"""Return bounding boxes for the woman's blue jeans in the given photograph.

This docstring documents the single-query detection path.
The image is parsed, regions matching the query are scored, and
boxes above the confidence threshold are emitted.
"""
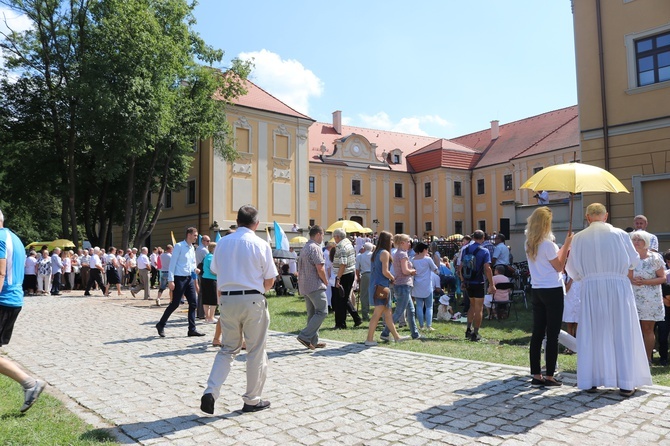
════════════════════
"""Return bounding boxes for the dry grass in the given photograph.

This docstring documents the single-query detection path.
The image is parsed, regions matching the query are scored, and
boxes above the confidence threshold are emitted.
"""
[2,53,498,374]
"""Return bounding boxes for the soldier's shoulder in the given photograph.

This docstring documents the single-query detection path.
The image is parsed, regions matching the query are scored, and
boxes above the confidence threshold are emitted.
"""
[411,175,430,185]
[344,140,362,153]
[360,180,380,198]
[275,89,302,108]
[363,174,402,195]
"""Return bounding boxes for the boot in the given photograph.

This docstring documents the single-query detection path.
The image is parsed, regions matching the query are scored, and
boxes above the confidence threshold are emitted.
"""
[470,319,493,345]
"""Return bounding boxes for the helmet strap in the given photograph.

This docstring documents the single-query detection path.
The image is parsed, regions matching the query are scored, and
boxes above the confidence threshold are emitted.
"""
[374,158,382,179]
════════════════════
*TASK OBJECTIVE*.
Which lines of the records above contain the word "Return"? Report each one.

*ANSWER BELOW*.
"""Return bounding boxes for the woman's blue jeans in the given photograph.
"""Return bounding boxes for the dry grass in the given photograph.
"""Return bounding boxes for the soldier's shoulder in the given photograph.
"""Return bounding boxes for the boot in the given photograph.
"""Return bounding boxes for the helmet strap in the given photograph.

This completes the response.